Mieszkańcy Winowa domagają się większej liczby autobusów. Na szybką korektę rozkładu jazdy nie ma jednak co liczyć

Artur  Janowski
Artur Janowski
- Tylko co trzeci autobus linii nr 15 dojeżdża do naszej dzielnicy - mówi radny Jan Damboń.
- Tylko co trzeci autobus linii nr 15 dojeżdża do naszej dzielnicy - mówi radny Jan Damboń. Artur Janowski
Pasażerowie czują się poszkodowani. Okazuje się, że do Winowa dojeżdża znacznie mniej autobusów niż np. do pobliskiej Wójtowej Wsi. Na szybką korektę rozkładu jazdy nie ma jednak co liczyć.

Mieszkańcy Winowa korzystający z miejskich autobusów poprosili o interwencję radnego Jana Dambonia.

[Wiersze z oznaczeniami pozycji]
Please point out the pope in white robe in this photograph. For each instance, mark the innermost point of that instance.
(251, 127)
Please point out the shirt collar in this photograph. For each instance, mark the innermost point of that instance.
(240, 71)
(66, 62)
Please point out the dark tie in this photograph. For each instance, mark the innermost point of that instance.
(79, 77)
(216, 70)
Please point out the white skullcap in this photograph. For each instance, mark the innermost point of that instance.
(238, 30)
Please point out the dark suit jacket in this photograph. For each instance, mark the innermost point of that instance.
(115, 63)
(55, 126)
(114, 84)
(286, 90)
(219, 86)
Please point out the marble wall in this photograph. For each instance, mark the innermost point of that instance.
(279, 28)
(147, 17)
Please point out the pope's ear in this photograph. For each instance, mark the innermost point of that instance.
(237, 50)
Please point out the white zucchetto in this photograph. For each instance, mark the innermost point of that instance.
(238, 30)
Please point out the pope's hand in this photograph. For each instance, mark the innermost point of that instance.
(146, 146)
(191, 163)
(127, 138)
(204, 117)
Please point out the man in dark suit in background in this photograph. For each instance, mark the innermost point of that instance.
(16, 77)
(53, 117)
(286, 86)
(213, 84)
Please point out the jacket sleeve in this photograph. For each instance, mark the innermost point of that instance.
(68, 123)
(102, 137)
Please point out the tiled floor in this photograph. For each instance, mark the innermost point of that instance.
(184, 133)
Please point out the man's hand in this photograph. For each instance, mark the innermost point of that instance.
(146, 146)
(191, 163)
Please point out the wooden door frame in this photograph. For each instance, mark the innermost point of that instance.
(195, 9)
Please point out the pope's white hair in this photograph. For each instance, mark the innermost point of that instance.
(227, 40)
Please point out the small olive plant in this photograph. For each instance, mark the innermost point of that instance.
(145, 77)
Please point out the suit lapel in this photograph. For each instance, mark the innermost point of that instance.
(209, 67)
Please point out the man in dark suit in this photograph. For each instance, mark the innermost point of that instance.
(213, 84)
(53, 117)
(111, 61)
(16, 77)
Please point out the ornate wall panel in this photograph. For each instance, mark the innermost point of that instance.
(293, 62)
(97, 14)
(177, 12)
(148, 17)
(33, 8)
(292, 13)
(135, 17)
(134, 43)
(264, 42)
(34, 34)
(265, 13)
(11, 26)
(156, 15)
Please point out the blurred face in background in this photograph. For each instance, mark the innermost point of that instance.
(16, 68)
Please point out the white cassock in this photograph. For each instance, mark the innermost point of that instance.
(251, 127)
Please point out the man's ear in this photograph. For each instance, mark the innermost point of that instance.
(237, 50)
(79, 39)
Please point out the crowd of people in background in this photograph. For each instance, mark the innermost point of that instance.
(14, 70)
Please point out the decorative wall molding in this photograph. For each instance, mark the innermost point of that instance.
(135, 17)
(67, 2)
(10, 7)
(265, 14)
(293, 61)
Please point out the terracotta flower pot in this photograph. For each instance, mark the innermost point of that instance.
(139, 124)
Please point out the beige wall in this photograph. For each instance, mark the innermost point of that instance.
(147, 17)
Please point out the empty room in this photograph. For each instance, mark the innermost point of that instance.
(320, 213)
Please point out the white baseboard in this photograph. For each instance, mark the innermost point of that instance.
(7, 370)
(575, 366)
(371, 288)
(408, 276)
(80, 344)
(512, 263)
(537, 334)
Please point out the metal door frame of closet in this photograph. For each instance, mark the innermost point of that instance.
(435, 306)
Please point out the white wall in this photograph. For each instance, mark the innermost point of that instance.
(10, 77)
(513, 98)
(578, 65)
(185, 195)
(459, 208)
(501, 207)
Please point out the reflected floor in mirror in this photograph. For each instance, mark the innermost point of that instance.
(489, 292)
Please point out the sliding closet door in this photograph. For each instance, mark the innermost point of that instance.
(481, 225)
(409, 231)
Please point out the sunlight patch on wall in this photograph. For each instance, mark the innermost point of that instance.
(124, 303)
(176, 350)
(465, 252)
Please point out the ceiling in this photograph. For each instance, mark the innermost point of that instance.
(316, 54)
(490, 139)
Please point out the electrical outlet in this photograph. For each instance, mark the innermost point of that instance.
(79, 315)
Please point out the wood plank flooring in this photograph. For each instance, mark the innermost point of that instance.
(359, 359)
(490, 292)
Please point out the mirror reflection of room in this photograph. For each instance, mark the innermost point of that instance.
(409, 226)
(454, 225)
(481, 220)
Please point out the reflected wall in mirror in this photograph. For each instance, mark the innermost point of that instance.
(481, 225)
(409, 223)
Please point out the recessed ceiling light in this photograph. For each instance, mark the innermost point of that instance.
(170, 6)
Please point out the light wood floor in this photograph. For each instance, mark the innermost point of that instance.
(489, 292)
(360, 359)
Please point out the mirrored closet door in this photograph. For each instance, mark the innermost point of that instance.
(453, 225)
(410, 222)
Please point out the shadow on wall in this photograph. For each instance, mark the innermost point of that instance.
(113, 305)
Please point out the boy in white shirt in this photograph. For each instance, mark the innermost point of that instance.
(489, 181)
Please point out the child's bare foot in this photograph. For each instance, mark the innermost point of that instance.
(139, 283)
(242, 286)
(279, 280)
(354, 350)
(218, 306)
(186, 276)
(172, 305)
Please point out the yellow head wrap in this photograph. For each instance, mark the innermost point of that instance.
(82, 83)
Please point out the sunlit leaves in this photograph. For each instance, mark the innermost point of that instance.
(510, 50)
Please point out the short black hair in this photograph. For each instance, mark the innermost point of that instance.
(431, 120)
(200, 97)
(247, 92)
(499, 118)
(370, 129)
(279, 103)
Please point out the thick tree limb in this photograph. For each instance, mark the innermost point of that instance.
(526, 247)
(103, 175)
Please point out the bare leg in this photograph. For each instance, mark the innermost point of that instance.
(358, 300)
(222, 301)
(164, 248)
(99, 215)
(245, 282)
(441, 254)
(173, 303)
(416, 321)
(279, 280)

- _LISTA ZADAŃ_:
1: Powtórz dosłownie fragment artykułu o autobusach do Winowa od „Mieszkańcy Winowa domagają” aż do „radnego Jana Dambonia.” włącznie.
2: Przedstaw jako tabelę Markdown z kolumnami Nr i Treść wiersze danych od wiersza z „Please point out the thick” aż do ostatniego wiersza danych włącznie, z pominięciem pustych.
Artykuł i wiersze danych nie mają ze sobą żadnego związku.

- _PEŁNE ODPOWIEDZI_:
1:
Mieszkańcy Winowa domagają się większej liczby autobusów. Na szybką korektę rozkładu jazdy nie ma jednak co liczyć

Artur  Janowski
Artur Janowski
- Tylko co trzeci autobus linii nr 15 dojeżdża do naszej dzielnicy - mówi radny Jan Damboń.
- Tylko co trzeci autobus linii nr 15 dojeżdża do naszej dzielnicy - mówi radny Jan Damboń. Artur Janowski
Pasażerowie czują się poszkodowani. Okazuje się, że do Winowa dojeżdża znacznie mniej autobusów niż np. do pobliskiej Wójtowej Wsi. Na szybką korektę rozkładu jazdy nie ma jednak co liczyć.

Mieszkańcy Winowa korzystający z miejskich autobusów poprosili o interwencję radnego Jana Dambonia.

2:
| Nr | Treść |
|---|---|
| 1 | Please point out the thick tree limb in this photograph. For each instance, mark the innermost point of that instance. |
| 2 | (526, 247) |
| 3 | (103, 175) |
| 4 | Please point out the bare leg in this photograph. For each instance, mark the innermost point of that instance. |
| 5 | (358, 300) |
| 6 | (222, 301) |
| 7 | (164, 248) |
| 8 | (99, 215) |
| 9 | (245, 282) |
| 10 | (441, 254) |
| 11 | (173, 303) |
| 12 | (416, 321) |
| 13 | (279, 280) |